**Ihre Aufgabe A**
Nennen Sie alle Personen, die im vorliegenden Text namentlich erwähnt werden.
**Ihre Aufgabe B**
Prüfen Sie anhand des vorliegenden Textes, ob die folgenden Aussagen zutreffen, und antworten Sie jeweils mit Ja oder Nein samt wörtlichem Zitat der entscheidenden Textstelle.
(i) Die Frage 40 wird mündlich beantwortet.
(ii) Die Neuabgrenzung der Förderungsgebiete soll durch einen Ausschuss aus Vertretern von Bund und Ländern erfolgen.
(iii) Anerkannte Kriterien zur Raumordnung liegen bereits vor.

**Vorliegender Text**
╭──
Herr Staatssekretär, sind Sie nicht auch mit mir der Auffassung, daß es sich nicht nur um diesen einzigen Fall, sondern vielfach auch um manipulierte Preise handelt, die von den Anbietern ohne Rücksicht auf Qualität und ohne Rücksicht auf tatsächliche Marktgegebenheiten gemacht werden.
Dr. Arndt, Parlamentarischer Staatssekretär beim Bundesminister für Wirtschaft: Herr Kollege Lampersbach, wir haben die zuständigen Stellen der DDR immer wieder darauf hingewiesen, daß es nicht in ihrem Interesse und nicht im Interesse des innerdeutschen Handels ist zu „schleudern". Wir haben hier auch entsprechende Erfolge erzielt: Die Preisprüfung selbst funktioniert. Wir müssen aber in Rechnung stellen, daß wir in der Beurteilung von Qualitätsunterschieden mit den Firmen, die sich durch neue Importe geschädigt fühlen, immer wieder zu sachlichen Differenzen kommen werden.
Eine weitere Zusatzfrage, Abgeordneter Lampersbach.
Ich gebe Ihnen recht, Herr Staatssekretär, daß es sicherlich sehr, sehr schwierig ist, absolut objektiv festzustellen, wo hier die Grenzen des noch Zumutbaren erreicht oder gar überschritten werden. Aber sind Sie nicht auch mit mir der Auffassung, daß man in der Zukunft doch strengere Maßstäbe anlegen muß, weil hier auch weitgehend Steuergelder des deutschen Steuerzahlers mit in die Waagschale geworfen werden?
Dr. Arndt, Parlamentarischer Staatssekretär beim Bundesminister für Wirtschaft: Selbstverständlich, Herr Kollege Lampersbach.
Ich rufe die Frage 40 des Abgeordneten Weigl auf:
Ist bei Beachtung der vom Bundesminister des Innern erarbeiteten Kriterien zur Raumordnung mit einer Neuabgrenzung bzw. Erweiterung des Regionalen Förderungsprogramms zu rechnen?
Die Frage wird im Einverständnis mit dem Fragesteller schriftlich beantwortet. Die Antwort des Parlamentarischen Staatssekretärs Dr. Arndt vom 19. Juni 1969 lautet:
Gemäß § 6 des Entwurfs eines Gesetzes über die Gemeinschaftsaufgabe „Verbesserung der regionalen Wirtschaftsstruktur" soll die Neuabgrenzung der Förderungsgebiete durch einen Ausschuß aus Vertretern von Bund und Ländern vorgenommen werden. Bei dieser Neuabgrenzung werden selbstverständlich Kriterien zur Raumordnung, soweit sie bis dahin verfügbar sind, berücksichtigt werden. Zur Zeit liegen solche anerkannte Kriterien noch nicht vor.
╰──
**Bereitgestellte Datensätze**
╭──
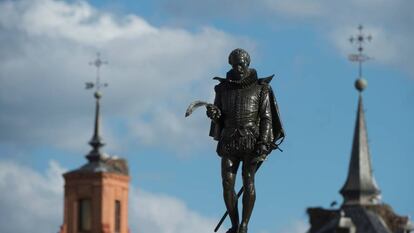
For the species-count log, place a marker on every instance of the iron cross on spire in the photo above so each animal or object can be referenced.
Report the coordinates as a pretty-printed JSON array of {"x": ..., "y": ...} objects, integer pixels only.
[
  {"x": 95, "y": 155},
  {"x": 359, "y": 40},
  {"x": 97, "y": 63}
]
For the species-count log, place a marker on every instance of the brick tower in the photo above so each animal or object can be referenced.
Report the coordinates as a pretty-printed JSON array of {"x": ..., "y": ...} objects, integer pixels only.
[{"x": 96, "y": 194}]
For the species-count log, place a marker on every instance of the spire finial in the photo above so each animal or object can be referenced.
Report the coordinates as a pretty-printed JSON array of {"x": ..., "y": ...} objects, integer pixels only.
[
  {"x": 360, "y": 187},
  {"x": 361, "y": 84},
  {"x": 360, "y": 39},
  {"x": 95, "y": 155}
]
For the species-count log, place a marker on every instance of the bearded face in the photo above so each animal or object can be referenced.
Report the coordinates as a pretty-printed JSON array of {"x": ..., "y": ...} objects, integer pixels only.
[
  {"x": 240, "y": 60},
  {"x": 240, "y": 67}
]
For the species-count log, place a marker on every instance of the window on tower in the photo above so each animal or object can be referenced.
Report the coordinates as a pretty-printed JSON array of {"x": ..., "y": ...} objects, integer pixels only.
[
  {"x": 117, "y": 216},
  {"x": 84, "y": 215}
]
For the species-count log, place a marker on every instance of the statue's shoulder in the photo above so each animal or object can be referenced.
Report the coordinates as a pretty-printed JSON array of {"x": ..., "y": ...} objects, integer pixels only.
[
  {"x": 221, "y": 84},
  {"x": 266, "y": 81}
]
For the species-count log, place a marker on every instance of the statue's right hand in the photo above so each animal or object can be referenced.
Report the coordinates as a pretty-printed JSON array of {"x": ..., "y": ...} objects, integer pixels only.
[{"x": 213, "y": 112}]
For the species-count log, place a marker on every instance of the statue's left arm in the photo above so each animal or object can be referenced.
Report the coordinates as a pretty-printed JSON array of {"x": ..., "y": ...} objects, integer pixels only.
[{"x": 265, "y": 139}]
╰──
**Lösung A**
Lampersbach, Dr. Arndt, Weigl

**Lösung B**
(i) Nein: „Die Frage wird im Einverständnis mit dem Fragesteller schriftlich beantwortet."
(ii) Ja: „soll die Neuabgrenzung der Förderungsgebiete durch einen Ausschuß aus Vertretern von Bund und Ländern vorgenommen werden"
(iii) Nein: „Zur Zeit liegen solche anerkannte Kriterien noch nicht vor."